#### Job:
Print the material below line for line without changing anything, and leave the pictures out of your answer.

[Raw records]
****************

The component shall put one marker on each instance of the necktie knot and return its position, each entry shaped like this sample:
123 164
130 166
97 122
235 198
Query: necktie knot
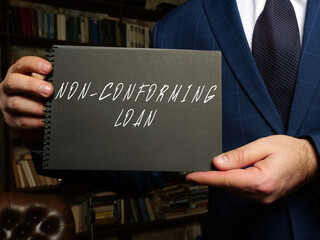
276 50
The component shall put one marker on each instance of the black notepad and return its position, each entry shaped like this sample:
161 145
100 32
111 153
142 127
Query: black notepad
133 109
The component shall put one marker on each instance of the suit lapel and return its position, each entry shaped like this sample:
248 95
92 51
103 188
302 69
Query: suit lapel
309 74
226 25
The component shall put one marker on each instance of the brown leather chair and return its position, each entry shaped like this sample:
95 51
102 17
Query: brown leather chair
36 217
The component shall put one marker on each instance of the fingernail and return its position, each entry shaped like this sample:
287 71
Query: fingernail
44 67
222 160
45 89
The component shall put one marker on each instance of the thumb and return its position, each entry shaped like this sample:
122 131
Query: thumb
241 157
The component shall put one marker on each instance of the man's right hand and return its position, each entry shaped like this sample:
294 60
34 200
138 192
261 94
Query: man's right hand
22 95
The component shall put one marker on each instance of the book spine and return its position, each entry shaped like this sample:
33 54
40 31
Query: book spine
47 112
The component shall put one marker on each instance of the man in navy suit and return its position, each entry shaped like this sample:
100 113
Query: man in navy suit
266 183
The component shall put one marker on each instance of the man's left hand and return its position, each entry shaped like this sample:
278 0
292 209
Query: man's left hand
264 170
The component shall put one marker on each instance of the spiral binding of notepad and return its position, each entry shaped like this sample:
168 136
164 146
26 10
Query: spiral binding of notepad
47 112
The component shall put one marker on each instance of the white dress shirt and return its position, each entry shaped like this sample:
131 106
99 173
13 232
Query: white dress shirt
250 10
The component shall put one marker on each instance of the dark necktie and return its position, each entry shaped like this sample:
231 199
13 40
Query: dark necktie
276 50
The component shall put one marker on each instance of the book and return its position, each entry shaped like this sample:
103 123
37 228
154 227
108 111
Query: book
133 109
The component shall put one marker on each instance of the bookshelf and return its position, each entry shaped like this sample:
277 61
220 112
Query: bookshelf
15 44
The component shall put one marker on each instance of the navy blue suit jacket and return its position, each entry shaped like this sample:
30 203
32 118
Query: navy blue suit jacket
249 114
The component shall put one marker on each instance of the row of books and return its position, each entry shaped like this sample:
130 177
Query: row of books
107 208
76 26
180 199
25 174
104 208
81 216
142 210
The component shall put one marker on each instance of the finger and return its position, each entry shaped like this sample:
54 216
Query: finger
22 105
244 156
38 76
236 178
24 122
19 83
31 64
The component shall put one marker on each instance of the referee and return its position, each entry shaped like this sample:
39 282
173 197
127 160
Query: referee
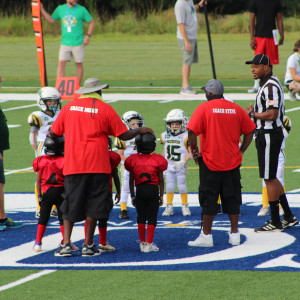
268 115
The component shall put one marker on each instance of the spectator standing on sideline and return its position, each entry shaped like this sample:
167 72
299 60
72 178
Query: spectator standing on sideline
86 123
268 115
264 14
187 28
292 75
4 145
71 16
219 123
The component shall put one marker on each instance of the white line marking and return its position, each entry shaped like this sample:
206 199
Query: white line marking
26 279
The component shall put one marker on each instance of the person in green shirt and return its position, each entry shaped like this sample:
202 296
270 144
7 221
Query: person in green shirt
4 145
71 16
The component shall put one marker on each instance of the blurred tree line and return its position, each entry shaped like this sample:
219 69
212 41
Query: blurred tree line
107 9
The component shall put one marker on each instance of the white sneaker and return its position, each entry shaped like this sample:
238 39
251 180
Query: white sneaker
143 246
106 248
253 90
151 248
281 212
202 240
234 238
185 210
168 211
264 211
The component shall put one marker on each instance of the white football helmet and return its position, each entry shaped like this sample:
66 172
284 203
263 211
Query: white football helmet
48 93
176 115
132 115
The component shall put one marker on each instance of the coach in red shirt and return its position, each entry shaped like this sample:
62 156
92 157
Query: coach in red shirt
86 123
219 123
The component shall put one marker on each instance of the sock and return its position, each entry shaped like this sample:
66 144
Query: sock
40 232
170 197
102 235
183 198
265 197
274 207
285 206
150 233
142 232
123 206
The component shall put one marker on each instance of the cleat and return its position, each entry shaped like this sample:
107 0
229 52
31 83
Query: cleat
269 227
252 90
106 248
124 214
54 213
264 211
37 214
188 91
168 211
90 250
143 246
234 238
150 248
37 247
290 222
202 240
185 210
64 250
9 223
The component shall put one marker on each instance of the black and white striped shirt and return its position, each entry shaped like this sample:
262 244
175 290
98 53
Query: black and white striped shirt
270 96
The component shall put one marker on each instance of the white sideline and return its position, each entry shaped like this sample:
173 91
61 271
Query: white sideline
26 279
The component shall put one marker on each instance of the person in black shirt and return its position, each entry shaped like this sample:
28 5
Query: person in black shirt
264 14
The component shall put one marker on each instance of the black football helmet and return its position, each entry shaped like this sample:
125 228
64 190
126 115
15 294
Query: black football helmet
145 143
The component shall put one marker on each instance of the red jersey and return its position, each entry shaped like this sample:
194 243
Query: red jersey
115 159
50 168
145 167
86 126
220 123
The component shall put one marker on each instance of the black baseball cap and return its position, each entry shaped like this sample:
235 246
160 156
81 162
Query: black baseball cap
259 59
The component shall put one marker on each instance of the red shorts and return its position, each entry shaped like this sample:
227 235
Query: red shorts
268 47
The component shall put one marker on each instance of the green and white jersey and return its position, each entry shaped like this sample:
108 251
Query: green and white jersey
175 147
71 19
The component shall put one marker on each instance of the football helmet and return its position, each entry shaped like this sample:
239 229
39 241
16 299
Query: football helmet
145 143
54 146
176 115
132 115
48 93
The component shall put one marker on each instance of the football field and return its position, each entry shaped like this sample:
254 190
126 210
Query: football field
269 262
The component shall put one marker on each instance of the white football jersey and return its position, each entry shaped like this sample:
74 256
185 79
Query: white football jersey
129 146
43 122
175 147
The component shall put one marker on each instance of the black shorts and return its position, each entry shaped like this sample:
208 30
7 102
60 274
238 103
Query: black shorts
268 145
147 203
227 184
86 195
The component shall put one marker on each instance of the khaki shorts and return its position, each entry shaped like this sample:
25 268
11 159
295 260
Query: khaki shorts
189 57
66 53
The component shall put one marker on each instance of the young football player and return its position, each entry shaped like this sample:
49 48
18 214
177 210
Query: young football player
177 153
50 186
146 172
115 159
132 120
284 207
48 99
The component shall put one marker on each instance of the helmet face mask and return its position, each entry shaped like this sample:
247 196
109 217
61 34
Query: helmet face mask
133 117
145 143
45 95
176 115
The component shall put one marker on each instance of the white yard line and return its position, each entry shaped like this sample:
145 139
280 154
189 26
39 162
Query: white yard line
26 279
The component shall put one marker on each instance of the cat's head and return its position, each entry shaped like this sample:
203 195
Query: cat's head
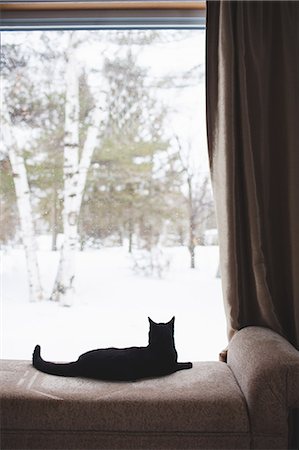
161 334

****************

#### Right answer:
The component shall put one marker on each instance of the necktie knot and return its position, each entry shaped like this sample:
123 164
130 166
97 122
235 198
Query: necktie knot
276 50
The component shall put one marker on each instance of the black notepad and return its position, each entry shaped like this sample:
161 145
100 32
111 153
142 127
Query: black notepad
133 109
The component shall put one marker on each instance of the suit lapel and return its position, each entry shaped like this sample:
248 95
92 51
103 188
302 69
Query: suit lapel
309 74
226 25
The component shall put one marker on each instance of the brown leather chair and return its position, each entry shaped like this sample:
95 51
102 17
Query: brown leather chair
36 217
The component shall put one marker on each instance of the fingernail and return its position, each entry shaped like this sample:
287 71
Query: fingernail
44 67
222 160
45 89
The component shall put one marker on each instance of the thumb and return its position, each entry shaped like this sample:
122 131
Query: thumb
241 157
The component shall put one marker on each instance of the man's right hand and return its position, each entry shaped like this sample:
294 60
34 200
138 192
261 94
Query: man's right hand
22 95
The component shall put one marker on each instance of the book spine and return its position, each entry shaped like this sample:
33 54
40 31
Query: book spine
47 112
The component shall put one marker on each instance of the man in navy suit and return its position, each entry shaped like this sample:
100 113
Query: man in navy suit
266 183
The component shall put one marker on each instance of the man's left hand and return its position, each entry shaped like this sample:
278 0
292 209
Query: man's left hand
264 170
The component shall put one marker on each instance of the spiral binding of notepad and return its position, each entry shaped like this sample:
168 136
164 146
26 10
Query: spiral binding of notepad
47 112
The component shall put one marker on each instance of the white dress shirt and return its position, each entry shaped like this sample:
131 106
99 173
13 232
Query: white dress shirt
250 10
The component shall put one marker on each instance of the dark necktie and return its position, each entry shaped like this sample:
231 199
13 40
Query: dark necktie
276 50
The component shall put one marker on each instance of the book and return its position, each entry shaped like this sample:
103 123
37 228
154 227
108 111
Query: book
133 109
The component shall put one marker on each instance of the bookshelf and return its position, each entry shaped like this sample:
277 61
220 112
Query: bookshelf
15 44
The component shall put one marker on each instance of the navy blue suit jacket and return its position, each entry shaped like this sample:
30 203
32 118
Query: navy blue suit jacket
249 114
The component shall put one marker on each instance of the row of books and return its position, each entry shaped like this sample:
130 177
Query: row of books
107 208
76 26
180 199
25 174
104 208
81 216
142 210
The component shall put one marker on each instance of the finger and return its position, each entry shaped like this sample:
54 216
Query: finger
22 105
244 156
38 76
236 178
24 122
19 83
31 64
The component shall put one marker on each instance of the referee and return its position, each entry shaped like this sample:
39 282
173 197
127 160
Query: referee
268 115
The component shall put one marker on each instance of the spectator standing on sideline and return its position, each entry shaped like this sample:
167 72
299 60
72 178
Query: spectator standing on sideline
86 123
268 115
264 14
187 28
292 75
4 145
71 16
219 123
The component shall put one marker on each instance of the white line marking and return its position, each entry shaped like this sample:
206 199
Query: white line marking
26 279
The component shall put one marker on each instance of the person in green shirt and return its position, each entry shaped like this sample:
202 296
270 144
7 221
Query: person in green shirt
4 145
71 16
The component shall put one marker on each instance of the blurred tree line and return its position, each entry shaped like this sample:
219 69
212 41
Query: blurred tree line
107 9
The component shall put one marker on each instance of the white sneaker and return its position, each entry shaped like this sample:
238 39
251 180
Query: white sneaker
143 246
106 248
253 90
151 248
281 212
202 240
234 238
185 210
168 211
264 211
The component shall put one marker on each instance of the white football helmet and return its position, each entry shaped like this sample:
66 172
284 203
263 211
Query: white football helmet
48 93
176 115
132 115
The component shall put one marker on each instance of the coach in red shirt and return its position, each entry shaped like this sample:
62 156
92 157
Query: coach in red shirt
86 123
219 123
The component shall put one marker on each instance of the sock and return its position, each entry shaped like this sample:
66 144
Query: sock
40 232
170 197
102 235
183 198
265 197
274 207
285 206
150 233
142 232
123 206
The component shall put one marker on each instance of the cleat and return its position, each entry shaped like this sample:
107 0
229 52
31 83
Query: cleat
269 227
252 90
106 248
124 214
54 213
264 211
37 214
188 91
168 211
90 250
143 246
234 238
150 248
37 247
290 222
202 240
185 210
64 250
9 223
The component shall put one marker on each instance of the black and white striped shirt and return its position, each entry shaped like this sample:
262 244
175 290
98 53
Query: black and white striped shirt
270 96
The component shall put one marker on each instance of the white sideline and return its position, each entry shaped like this sample:
173 91
61 271
Query: white sideline
26 279
The component shall put one marker on each instance of the person in black shirt and return its position, each entry shaped like this sample:
28 5
Query: person in black shirt
264 14
The component shall put one marker on each instance of the black football helmet and return its position, each entry shaped like this sample:
125 228
64 190
126 115
15 294
Query: black football helmet
145 143
The component shall put one marker on each instance of the red jersey and return its position, each entry shaped like this sample:
194 243
Query: red jersey
115 159
50 168
145 167
86 126
220 123
The component shall put one marker on each instance of the black baseball cap and return its position, each entry shaped like this sample:
235 246
160 156
81 162
Query: black baseball cap
259 59
The component shall put one marker on each instance of the red shorts and return its position, each entry shaped like this sample:
227 235
Query: red shorts
268 47
The component shall put one marker on each instance of the green and white jersey and return its position, each entry shaped like this sample:
108 251
Query: green and white jersey
175 147
71 19
The component shall put one marker on each instance of the football helmet and return its position, each entry shaped like this sample:
239 229
39 241
16 299
Query: football helmet
145 143
54 146
176 115
132 115
48 93
The component shall put one marker on each instance of the football field and return its position, each entry shaped like this sample:
254 190
126 210
Query: football field
269 262
The component shall put one marker on each instance of the white football jersey and return its position, each entry shaped like this sample:
74 256
185 79
Query: white football jersey
129 146
43 122
175 147
The component shall put one marker on each instance of the black shorts and return its position, each entry shaped like this sample:
208 30
7 102
60 274
238 103
Query: black shorts
268 145
147 203
227 184
86 195
The component shall put one marker on each instance of the khaki shorts and return its position, each entry shaped like this sample:
25 268
11 159
295 260
Query: khaki shorts
189 57
66 53
The component shall put one marker on each instance of the young football player and return its position, each entry shaped like this sample:
49 48
18 214
177 210
Query: young football player
177 153
50 186
146 172
115 159
132 120
284 207
48 99
The component shall put one marker on each instance of the helmet face mask and return its position, each entry shaped like this sample:
247 196
109 217
61 34
Query: helmet face mask
133 117
145 143
45 95
176 115
The component shall put one marker on each instance of the white yard line and return its position, each entry shaped like this sample:
145 139
280 154
189 26
39 162
Query: white yard line
26 279
The component shall put one marker on each instance of the cat's head and return its position, each entry shaped like this sample:
203 195
Query: cat's head
161 334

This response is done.